- **WHAT THIS TASK INVOLVES**:
How many lines in the rows below contain the string "butterfly"? Matching is case-sensitive, and the reply should be the number alone.

- **TASK INPUTS**:
-- -- --

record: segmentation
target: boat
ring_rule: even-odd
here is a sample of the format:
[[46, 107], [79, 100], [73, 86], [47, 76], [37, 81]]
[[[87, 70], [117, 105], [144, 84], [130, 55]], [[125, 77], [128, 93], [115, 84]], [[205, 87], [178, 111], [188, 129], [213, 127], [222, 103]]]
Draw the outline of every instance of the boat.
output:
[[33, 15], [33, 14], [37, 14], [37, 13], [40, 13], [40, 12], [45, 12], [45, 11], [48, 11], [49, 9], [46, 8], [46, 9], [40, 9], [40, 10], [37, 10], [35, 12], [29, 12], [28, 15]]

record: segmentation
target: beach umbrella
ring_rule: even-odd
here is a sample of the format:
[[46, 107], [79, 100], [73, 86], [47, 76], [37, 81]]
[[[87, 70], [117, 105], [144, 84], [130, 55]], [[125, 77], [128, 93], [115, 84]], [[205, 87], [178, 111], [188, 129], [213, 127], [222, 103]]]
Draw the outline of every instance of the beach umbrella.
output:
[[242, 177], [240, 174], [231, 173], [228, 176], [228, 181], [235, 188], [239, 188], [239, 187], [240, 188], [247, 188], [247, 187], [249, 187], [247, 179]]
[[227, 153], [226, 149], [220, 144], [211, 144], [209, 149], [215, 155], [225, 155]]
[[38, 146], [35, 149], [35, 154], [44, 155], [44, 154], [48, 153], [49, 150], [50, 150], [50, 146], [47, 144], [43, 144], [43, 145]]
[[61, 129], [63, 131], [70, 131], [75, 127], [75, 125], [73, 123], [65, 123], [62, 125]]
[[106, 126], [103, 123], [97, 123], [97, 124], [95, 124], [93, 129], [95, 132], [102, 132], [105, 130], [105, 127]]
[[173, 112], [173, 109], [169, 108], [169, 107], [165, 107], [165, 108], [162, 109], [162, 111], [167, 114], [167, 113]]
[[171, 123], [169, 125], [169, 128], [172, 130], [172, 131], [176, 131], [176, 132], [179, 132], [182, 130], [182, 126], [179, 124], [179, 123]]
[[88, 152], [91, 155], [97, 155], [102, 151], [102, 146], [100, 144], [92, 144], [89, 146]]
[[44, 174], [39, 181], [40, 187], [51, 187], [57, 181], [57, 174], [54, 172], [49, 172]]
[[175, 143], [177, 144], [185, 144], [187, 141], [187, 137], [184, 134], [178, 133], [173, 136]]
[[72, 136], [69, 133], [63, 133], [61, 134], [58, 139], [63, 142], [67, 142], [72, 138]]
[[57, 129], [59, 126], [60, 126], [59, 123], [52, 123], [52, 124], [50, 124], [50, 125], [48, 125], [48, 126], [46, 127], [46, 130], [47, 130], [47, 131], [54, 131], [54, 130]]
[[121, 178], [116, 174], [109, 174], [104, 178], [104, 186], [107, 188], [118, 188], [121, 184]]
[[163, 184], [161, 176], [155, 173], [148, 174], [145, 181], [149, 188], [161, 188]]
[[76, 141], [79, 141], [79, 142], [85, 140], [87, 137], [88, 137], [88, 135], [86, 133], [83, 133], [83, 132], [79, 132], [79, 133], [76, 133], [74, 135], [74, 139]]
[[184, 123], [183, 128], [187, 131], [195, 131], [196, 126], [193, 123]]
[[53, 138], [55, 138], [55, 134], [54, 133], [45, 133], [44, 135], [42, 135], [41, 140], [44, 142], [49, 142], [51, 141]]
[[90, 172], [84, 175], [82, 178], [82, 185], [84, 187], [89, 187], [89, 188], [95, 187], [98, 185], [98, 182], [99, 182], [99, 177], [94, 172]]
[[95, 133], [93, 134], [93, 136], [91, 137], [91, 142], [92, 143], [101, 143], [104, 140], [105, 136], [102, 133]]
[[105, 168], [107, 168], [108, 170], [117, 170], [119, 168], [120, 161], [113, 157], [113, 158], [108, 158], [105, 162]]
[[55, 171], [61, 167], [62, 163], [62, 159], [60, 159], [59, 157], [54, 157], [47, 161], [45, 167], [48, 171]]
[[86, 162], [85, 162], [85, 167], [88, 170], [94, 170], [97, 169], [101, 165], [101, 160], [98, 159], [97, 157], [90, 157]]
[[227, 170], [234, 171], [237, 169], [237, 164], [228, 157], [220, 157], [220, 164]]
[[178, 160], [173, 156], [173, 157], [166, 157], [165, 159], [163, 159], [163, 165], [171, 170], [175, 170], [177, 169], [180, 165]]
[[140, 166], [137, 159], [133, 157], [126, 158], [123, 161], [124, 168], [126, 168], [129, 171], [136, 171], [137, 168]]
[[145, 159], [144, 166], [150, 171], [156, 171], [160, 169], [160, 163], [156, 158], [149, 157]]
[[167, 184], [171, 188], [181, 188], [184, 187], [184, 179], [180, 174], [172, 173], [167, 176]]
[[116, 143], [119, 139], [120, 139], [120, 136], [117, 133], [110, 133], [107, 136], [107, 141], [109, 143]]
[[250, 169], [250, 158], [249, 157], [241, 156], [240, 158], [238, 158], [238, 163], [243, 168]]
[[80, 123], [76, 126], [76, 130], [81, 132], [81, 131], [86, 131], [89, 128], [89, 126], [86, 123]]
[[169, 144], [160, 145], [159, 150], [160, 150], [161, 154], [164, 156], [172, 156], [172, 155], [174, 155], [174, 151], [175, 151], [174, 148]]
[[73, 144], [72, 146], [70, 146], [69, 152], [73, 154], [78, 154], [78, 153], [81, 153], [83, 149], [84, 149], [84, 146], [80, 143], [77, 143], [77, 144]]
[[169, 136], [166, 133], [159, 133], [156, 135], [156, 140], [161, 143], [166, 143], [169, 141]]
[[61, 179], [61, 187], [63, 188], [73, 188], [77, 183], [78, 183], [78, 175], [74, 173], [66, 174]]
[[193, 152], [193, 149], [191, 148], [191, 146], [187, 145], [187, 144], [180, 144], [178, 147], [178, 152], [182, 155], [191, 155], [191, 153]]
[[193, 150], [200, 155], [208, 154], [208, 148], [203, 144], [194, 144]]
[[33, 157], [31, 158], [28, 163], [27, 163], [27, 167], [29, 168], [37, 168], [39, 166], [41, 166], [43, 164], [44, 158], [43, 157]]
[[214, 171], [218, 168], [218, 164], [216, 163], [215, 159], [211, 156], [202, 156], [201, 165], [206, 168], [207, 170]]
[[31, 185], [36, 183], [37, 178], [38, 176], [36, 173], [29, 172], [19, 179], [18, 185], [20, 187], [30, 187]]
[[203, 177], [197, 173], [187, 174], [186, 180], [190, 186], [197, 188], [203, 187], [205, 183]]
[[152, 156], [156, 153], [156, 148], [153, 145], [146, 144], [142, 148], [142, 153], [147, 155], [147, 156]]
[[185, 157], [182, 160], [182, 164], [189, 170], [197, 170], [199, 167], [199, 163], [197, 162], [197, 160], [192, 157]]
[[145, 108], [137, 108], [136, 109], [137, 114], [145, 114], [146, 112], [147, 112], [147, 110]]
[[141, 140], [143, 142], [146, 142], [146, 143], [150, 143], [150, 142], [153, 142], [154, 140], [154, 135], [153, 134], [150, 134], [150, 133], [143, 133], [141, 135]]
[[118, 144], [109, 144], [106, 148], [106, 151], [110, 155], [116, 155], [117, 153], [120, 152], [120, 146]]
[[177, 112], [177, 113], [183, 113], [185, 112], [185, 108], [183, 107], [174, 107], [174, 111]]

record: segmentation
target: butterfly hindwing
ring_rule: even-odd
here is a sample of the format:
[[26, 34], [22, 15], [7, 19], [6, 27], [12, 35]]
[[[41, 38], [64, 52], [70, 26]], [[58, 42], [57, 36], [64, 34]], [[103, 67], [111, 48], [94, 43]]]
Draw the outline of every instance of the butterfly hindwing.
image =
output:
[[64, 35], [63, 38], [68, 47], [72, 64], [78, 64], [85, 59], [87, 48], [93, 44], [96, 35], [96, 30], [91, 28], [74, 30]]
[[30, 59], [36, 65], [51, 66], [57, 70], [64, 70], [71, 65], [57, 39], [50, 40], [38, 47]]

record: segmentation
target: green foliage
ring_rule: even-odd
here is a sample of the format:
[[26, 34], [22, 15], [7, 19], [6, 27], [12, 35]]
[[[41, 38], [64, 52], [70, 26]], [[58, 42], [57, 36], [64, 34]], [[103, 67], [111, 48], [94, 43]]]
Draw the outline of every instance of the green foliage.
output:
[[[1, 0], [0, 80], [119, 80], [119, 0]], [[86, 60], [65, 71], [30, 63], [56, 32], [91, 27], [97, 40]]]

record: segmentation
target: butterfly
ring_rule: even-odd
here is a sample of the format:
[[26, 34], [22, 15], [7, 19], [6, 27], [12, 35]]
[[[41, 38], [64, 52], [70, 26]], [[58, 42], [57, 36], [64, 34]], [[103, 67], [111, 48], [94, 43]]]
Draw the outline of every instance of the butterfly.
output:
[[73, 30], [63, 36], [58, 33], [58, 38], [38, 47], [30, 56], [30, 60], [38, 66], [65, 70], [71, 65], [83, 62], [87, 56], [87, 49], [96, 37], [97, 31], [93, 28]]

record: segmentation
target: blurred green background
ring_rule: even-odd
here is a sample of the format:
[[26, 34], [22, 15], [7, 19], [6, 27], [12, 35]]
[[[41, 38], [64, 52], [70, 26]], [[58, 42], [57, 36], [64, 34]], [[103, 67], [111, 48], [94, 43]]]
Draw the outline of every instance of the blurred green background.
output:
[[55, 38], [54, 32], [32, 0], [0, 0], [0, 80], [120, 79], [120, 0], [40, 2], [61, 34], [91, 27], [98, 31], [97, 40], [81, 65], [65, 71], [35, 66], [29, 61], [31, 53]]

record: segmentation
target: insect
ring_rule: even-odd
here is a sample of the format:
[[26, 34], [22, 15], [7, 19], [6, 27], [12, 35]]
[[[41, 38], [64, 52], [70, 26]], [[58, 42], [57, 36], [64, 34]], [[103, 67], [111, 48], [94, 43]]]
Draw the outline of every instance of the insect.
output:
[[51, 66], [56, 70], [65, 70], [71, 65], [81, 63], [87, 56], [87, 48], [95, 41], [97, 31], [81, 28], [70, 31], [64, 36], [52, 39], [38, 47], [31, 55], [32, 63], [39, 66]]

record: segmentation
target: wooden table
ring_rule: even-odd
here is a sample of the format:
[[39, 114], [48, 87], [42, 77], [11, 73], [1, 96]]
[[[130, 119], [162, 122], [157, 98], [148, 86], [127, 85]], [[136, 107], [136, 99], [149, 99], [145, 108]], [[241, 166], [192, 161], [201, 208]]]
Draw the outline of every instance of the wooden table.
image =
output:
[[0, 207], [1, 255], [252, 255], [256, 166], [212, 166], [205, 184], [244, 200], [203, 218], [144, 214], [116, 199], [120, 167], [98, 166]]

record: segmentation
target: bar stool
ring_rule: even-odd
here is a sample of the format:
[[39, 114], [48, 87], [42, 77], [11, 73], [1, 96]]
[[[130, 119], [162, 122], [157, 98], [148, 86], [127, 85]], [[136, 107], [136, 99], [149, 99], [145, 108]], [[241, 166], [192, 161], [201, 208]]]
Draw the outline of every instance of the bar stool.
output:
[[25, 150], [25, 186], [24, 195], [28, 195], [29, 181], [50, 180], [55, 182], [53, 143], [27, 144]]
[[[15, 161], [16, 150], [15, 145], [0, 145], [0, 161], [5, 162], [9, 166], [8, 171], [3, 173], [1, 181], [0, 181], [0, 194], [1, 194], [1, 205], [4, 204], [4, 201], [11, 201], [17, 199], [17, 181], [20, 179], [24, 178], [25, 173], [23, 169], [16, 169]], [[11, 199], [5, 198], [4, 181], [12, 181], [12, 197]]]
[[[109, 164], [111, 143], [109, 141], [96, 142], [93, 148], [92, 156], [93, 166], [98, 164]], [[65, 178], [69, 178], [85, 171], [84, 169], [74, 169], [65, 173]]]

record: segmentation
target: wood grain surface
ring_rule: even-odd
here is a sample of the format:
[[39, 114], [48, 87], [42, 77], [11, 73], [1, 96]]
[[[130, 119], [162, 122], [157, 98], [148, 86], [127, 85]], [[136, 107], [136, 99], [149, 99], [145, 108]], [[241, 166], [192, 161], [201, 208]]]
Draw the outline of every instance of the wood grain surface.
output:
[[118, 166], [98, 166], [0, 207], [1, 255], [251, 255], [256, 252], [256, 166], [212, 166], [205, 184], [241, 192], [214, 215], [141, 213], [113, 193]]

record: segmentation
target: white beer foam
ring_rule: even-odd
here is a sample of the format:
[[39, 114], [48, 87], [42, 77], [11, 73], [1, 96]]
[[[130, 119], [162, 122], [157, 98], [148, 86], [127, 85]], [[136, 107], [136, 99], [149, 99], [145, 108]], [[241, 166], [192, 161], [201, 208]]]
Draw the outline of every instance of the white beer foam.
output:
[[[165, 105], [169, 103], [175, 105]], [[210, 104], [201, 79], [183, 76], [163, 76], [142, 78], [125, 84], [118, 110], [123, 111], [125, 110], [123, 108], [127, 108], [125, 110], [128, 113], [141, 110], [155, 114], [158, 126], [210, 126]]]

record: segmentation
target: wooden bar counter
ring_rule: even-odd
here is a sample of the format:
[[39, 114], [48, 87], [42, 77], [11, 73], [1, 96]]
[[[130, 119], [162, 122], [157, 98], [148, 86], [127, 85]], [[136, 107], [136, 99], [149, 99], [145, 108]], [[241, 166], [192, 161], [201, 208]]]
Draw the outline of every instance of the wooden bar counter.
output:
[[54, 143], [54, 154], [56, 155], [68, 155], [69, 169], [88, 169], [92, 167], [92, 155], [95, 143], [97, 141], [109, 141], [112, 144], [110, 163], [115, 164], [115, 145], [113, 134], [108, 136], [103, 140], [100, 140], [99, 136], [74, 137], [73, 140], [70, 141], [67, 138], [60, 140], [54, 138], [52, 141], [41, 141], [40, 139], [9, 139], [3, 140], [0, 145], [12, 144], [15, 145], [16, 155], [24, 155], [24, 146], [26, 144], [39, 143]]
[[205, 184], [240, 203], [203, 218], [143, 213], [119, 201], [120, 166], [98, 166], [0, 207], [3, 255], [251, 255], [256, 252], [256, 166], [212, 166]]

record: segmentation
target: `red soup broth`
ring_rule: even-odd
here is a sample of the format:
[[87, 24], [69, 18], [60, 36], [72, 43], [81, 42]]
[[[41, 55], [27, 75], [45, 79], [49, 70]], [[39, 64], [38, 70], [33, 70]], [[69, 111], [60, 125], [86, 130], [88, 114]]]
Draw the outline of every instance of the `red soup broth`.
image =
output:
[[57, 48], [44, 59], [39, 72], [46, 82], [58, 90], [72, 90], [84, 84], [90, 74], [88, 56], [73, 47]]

-- -- --

- **WRITTEN RESPONSE**:
4